What you should do: Take the line that has "Drop a marker on the metal tool" in it and every line after it to the end of the entries, and reproduce them exactly.

Top of Records provided

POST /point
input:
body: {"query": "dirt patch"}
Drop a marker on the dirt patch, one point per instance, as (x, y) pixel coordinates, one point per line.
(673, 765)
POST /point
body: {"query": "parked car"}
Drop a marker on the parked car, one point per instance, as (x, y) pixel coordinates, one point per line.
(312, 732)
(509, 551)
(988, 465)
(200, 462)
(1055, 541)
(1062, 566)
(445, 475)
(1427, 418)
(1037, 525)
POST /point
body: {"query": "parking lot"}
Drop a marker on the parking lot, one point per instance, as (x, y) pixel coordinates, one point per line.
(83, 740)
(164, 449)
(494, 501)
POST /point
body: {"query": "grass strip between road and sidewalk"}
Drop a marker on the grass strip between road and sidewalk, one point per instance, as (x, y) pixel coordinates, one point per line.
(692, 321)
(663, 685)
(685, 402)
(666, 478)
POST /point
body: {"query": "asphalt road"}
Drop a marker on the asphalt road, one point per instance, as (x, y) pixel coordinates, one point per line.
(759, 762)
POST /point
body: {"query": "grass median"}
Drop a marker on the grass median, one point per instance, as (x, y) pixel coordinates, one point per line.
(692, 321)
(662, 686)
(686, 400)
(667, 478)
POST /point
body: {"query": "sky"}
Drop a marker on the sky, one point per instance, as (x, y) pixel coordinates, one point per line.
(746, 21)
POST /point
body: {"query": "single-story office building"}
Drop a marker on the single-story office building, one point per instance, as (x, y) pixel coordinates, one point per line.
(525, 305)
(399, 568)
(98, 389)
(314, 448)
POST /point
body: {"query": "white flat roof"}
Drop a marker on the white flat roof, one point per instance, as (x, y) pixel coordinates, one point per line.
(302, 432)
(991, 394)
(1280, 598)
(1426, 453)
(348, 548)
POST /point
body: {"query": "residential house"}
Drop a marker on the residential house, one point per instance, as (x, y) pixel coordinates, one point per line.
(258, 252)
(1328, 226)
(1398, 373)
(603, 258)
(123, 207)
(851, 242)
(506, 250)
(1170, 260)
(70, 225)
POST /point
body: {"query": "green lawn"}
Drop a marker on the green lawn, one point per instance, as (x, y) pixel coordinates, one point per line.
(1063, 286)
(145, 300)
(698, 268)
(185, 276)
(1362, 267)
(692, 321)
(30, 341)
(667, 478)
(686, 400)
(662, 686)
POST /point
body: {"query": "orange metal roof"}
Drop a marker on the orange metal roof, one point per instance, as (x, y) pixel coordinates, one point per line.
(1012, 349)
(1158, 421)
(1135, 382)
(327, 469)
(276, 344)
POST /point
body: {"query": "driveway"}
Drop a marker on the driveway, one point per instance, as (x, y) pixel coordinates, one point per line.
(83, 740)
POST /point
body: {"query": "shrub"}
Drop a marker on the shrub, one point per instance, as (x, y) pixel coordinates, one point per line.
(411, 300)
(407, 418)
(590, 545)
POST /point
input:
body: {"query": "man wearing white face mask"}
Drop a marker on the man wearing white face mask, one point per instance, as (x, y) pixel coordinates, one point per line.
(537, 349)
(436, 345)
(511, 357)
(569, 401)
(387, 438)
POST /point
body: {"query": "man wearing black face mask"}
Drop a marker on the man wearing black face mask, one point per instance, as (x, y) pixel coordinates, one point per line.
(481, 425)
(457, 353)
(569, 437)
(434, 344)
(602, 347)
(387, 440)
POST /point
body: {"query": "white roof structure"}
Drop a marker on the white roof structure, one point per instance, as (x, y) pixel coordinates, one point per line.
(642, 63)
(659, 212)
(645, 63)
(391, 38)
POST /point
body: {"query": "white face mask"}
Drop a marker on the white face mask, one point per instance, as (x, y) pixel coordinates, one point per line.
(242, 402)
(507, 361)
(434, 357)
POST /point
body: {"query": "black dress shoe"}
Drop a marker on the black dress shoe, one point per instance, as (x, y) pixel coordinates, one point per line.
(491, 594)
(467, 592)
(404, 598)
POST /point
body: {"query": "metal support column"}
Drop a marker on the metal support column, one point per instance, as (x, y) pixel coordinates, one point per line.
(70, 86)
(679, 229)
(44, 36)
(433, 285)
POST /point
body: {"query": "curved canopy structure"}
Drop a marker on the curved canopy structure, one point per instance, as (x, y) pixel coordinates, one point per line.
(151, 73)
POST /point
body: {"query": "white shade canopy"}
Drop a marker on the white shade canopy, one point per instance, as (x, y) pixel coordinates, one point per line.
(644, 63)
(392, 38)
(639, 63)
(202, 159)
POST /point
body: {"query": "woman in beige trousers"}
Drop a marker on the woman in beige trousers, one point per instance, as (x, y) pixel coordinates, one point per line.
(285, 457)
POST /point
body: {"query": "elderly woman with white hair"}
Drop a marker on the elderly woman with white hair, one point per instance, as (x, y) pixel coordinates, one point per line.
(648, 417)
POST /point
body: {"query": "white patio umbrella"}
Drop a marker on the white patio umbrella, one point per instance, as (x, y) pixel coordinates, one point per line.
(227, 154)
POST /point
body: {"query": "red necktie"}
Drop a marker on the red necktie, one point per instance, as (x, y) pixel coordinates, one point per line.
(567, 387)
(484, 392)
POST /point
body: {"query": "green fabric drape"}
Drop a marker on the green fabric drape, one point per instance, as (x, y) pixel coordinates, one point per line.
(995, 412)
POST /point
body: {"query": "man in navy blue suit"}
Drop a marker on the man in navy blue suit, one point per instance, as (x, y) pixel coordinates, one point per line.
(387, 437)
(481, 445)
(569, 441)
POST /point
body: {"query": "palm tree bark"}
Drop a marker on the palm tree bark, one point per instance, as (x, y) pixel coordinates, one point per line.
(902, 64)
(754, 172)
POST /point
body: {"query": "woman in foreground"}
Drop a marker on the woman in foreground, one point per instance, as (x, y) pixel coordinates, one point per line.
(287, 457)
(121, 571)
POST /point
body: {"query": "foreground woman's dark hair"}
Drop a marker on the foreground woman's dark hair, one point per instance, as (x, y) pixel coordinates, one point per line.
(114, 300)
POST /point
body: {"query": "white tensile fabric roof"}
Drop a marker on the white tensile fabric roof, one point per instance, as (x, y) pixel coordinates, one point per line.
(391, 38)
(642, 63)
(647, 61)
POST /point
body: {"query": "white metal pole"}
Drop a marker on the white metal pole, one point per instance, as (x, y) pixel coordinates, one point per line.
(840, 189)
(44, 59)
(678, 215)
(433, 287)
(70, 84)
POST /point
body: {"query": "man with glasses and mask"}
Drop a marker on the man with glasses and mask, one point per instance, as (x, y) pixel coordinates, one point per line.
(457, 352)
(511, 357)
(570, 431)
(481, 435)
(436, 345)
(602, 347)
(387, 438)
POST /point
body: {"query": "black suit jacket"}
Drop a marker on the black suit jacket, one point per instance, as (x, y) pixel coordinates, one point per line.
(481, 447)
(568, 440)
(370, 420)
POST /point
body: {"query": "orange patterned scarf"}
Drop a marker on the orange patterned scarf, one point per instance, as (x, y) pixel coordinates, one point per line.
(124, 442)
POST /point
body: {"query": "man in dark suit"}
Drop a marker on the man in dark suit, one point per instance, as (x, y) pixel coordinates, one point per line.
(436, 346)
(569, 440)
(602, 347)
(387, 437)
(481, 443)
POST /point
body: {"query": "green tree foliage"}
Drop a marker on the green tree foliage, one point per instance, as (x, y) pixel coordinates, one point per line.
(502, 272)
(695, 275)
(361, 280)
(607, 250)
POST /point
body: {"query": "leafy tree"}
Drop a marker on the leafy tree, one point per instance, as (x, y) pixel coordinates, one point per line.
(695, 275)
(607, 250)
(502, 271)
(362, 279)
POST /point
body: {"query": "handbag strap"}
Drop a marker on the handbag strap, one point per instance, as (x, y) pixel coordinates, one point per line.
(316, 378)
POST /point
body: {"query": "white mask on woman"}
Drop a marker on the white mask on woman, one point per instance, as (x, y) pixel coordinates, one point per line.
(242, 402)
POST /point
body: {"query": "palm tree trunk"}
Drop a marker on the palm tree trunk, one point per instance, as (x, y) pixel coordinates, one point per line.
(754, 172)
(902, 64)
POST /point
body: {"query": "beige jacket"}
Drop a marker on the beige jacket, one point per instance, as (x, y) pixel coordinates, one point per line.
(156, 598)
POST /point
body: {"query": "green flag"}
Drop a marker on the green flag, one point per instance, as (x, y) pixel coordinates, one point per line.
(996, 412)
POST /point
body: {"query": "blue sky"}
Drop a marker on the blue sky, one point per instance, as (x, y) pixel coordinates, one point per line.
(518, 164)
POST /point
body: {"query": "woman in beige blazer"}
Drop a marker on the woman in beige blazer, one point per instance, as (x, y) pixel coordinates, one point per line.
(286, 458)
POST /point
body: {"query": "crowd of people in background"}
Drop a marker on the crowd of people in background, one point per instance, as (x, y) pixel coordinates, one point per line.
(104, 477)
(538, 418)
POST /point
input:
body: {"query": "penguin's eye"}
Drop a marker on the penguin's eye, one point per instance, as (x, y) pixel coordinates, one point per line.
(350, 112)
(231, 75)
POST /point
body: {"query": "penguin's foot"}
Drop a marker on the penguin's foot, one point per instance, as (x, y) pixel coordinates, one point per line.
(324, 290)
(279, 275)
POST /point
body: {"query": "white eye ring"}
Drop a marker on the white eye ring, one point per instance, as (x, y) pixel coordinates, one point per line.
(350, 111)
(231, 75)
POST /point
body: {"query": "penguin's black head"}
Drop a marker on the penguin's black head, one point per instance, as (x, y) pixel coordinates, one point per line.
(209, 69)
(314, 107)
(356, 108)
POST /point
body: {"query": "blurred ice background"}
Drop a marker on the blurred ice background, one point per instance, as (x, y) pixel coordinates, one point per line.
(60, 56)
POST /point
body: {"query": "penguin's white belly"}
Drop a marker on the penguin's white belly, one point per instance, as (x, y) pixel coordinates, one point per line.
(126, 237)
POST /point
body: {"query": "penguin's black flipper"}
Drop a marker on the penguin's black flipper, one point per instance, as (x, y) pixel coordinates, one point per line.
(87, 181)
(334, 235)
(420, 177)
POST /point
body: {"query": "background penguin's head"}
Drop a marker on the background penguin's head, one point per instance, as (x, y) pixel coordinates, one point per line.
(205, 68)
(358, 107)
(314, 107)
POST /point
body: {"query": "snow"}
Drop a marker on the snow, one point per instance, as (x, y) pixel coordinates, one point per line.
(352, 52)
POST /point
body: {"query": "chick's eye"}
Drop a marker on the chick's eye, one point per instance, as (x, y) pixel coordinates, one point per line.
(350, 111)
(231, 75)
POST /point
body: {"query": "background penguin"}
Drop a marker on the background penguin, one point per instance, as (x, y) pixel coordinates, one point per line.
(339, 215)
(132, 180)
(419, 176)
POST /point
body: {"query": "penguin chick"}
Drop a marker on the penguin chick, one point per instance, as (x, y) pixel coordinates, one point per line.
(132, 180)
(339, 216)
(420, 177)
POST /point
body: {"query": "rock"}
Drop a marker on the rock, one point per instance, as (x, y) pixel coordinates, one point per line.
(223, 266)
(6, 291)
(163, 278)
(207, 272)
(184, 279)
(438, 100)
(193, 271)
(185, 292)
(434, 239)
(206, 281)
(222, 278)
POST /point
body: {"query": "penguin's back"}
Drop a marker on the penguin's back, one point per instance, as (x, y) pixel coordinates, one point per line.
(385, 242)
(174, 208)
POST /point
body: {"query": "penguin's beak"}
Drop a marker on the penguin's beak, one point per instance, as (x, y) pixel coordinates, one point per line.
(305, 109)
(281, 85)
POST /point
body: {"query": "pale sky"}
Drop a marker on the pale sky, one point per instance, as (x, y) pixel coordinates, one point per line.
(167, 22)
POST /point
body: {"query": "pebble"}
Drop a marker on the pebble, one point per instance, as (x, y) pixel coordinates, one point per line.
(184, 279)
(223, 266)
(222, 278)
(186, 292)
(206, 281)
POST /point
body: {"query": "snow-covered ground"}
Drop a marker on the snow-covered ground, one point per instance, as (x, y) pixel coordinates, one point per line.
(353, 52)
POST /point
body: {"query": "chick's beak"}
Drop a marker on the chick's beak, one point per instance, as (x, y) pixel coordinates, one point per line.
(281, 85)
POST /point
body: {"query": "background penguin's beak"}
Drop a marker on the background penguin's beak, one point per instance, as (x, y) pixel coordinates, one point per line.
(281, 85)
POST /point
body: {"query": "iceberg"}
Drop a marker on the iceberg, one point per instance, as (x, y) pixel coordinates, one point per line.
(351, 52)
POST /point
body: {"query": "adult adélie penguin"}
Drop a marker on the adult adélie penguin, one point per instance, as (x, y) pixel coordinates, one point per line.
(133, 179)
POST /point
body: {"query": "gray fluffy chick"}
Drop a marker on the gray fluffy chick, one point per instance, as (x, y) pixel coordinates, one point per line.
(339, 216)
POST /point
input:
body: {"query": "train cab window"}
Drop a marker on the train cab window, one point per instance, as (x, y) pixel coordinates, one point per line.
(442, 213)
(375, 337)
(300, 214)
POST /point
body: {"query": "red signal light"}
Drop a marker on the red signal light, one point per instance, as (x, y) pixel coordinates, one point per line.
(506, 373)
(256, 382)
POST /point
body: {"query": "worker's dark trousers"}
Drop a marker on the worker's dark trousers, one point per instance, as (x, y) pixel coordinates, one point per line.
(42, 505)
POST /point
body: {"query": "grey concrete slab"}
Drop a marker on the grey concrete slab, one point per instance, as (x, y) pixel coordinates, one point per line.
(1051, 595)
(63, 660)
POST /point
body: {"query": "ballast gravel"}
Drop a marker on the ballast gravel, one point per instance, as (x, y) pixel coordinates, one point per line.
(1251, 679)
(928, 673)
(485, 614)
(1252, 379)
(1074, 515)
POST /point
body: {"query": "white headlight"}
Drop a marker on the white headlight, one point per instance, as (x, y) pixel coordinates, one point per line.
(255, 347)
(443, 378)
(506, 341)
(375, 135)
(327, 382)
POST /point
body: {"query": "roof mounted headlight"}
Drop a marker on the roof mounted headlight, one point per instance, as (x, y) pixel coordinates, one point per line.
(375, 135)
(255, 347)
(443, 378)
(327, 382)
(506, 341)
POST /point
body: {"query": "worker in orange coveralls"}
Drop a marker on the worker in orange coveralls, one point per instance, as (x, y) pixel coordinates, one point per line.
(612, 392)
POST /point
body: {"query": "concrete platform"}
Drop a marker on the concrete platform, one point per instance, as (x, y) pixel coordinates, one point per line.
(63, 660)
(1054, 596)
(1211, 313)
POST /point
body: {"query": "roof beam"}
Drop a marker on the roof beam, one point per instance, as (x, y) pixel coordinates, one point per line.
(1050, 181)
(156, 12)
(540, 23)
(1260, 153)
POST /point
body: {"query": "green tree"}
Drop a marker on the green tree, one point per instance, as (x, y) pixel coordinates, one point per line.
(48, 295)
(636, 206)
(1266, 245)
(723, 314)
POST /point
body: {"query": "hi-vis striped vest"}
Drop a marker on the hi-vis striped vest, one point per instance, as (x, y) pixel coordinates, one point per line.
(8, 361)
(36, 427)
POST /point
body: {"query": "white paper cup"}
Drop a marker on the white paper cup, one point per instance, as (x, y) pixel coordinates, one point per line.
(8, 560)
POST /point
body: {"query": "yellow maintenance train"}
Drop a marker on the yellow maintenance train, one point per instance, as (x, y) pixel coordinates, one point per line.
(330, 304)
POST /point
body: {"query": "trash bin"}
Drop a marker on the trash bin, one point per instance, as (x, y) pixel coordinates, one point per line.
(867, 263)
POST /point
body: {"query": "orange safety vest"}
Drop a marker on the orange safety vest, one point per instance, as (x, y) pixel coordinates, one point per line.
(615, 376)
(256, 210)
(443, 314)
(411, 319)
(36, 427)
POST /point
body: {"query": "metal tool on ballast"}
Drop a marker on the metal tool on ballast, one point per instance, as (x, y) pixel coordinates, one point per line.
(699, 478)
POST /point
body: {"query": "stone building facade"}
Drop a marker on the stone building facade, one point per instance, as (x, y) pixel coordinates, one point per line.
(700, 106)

Bottom of Records provided

Output below:
Drop a marker on the metal tool on ballast, one point per instance, as (x, y) pixel coordinates, one point per line.
(699, 478)
POST /point
body: {"query": "stone building facade"}
Drop a marker on the stone building facade, one point per instance, as (x, y) pixel coordinates, one point per line.
(700, 106)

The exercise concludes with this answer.